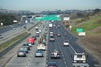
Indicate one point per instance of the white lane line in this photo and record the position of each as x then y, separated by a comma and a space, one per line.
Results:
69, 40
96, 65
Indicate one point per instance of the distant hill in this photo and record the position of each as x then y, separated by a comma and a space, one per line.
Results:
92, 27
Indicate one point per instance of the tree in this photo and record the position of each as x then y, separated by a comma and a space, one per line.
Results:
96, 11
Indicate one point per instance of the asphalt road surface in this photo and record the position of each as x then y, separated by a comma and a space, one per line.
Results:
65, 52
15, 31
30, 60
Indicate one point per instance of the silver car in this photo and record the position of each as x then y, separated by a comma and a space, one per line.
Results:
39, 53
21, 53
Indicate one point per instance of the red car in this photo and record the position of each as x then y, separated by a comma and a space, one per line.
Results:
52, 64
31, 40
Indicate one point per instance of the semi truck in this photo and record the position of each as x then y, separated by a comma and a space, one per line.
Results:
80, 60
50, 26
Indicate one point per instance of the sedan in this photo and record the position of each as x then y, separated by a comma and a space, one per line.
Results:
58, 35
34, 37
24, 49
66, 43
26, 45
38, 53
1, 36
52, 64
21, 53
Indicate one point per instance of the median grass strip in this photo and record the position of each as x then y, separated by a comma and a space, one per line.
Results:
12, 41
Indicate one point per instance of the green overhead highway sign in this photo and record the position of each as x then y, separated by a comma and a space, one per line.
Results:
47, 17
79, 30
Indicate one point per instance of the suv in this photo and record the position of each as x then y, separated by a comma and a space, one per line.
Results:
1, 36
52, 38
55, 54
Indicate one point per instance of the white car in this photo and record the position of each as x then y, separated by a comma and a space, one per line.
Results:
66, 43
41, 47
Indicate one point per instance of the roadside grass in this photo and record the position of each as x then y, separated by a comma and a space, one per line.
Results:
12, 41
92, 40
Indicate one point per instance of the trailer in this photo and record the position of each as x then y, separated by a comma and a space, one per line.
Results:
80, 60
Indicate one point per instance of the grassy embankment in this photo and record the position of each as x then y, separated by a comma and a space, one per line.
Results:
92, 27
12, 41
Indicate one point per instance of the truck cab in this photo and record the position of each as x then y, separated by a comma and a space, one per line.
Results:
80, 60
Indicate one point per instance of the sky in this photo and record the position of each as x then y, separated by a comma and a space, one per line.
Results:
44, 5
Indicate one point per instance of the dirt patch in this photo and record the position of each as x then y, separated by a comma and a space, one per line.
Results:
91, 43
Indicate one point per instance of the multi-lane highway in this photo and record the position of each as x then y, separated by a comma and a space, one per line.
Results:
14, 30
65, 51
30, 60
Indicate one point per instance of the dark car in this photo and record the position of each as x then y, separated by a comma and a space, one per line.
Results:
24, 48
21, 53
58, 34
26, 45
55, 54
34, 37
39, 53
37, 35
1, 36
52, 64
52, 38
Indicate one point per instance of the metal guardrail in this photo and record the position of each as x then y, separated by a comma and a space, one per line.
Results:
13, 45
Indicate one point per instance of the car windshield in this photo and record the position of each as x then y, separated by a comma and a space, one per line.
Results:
---
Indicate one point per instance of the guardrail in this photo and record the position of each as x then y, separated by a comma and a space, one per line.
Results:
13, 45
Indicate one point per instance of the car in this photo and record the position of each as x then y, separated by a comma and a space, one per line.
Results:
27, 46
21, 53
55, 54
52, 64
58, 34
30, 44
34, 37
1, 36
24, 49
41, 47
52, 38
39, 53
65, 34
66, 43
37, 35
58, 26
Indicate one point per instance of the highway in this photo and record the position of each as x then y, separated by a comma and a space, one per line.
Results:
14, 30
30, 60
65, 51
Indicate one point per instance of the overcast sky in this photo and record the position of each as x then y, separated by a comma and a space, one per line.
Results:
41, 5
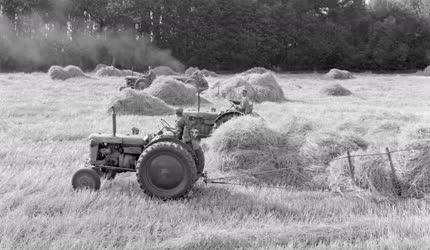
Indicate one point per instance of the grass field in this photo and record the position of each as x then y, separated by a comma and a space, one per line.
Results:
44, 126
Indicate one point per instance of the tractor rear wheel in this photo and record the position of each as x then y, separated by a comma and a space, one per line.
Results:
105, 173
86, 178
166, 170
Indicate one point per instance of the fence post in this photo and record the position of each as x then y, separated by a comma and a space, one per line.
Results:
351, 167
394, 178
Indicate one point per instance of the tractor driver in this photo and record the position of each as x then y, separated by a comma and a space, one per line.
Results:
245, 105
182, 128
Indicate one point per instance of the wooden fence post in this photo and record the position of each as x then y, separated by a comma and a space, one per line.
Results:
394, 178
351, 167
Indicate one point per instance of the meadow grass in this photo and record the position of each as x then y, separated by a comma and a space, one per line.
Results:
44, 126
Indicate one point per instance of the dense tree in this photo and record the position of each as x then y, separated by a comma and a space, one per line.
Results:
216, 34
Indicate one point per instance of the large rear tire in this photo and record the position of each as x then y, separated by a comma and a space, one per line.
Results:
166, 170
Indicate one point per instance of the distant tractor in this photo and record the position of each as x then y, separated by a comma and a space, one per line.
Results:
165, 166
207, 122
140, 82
==
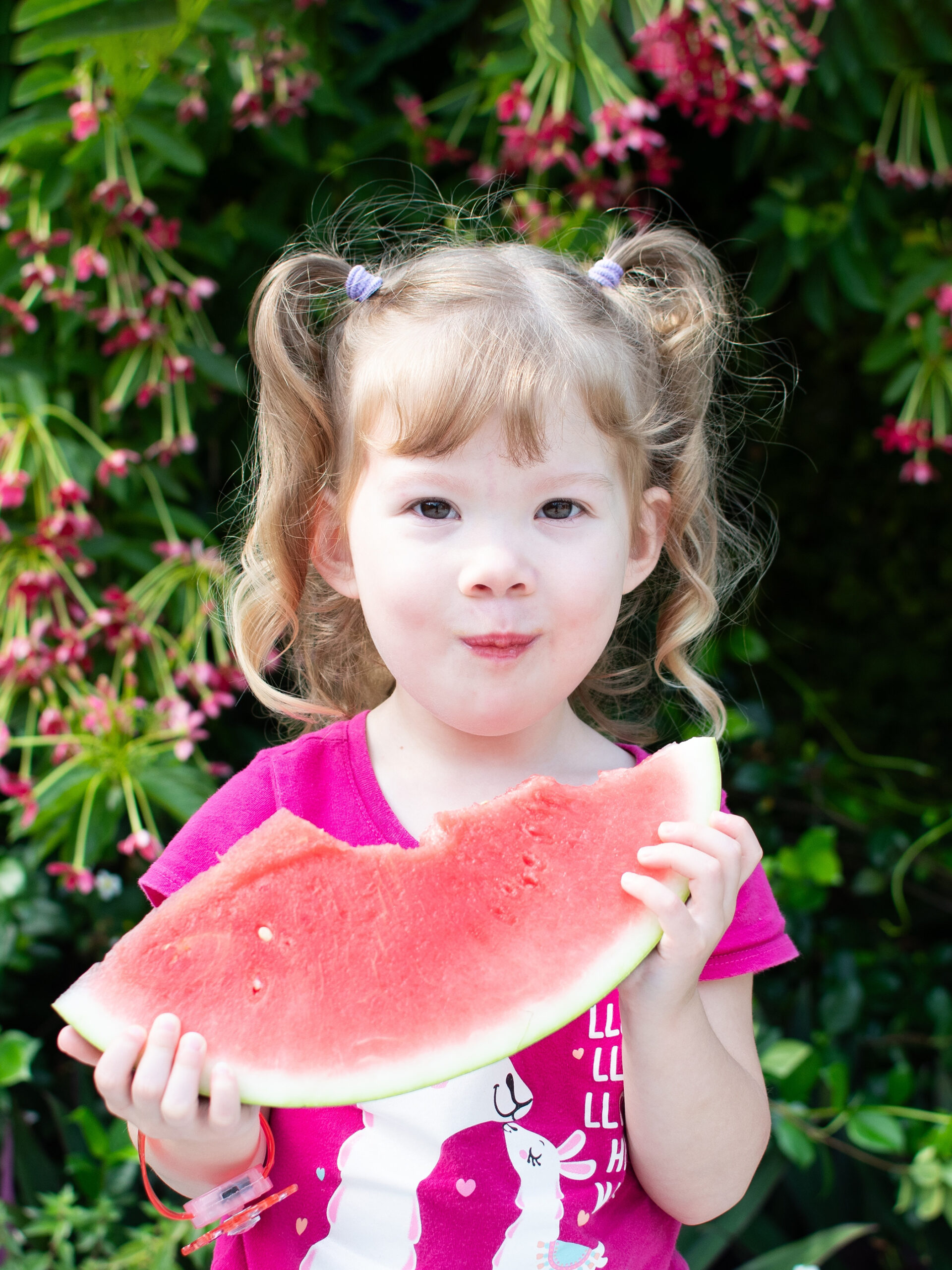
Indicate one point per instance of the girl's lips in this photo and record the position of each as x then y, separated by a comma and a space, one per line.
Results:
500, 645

# EXERCISE DETAILS
What is the number of lines above that contain "distant"? Answer with that number only.

# WRITTEN REPLY
2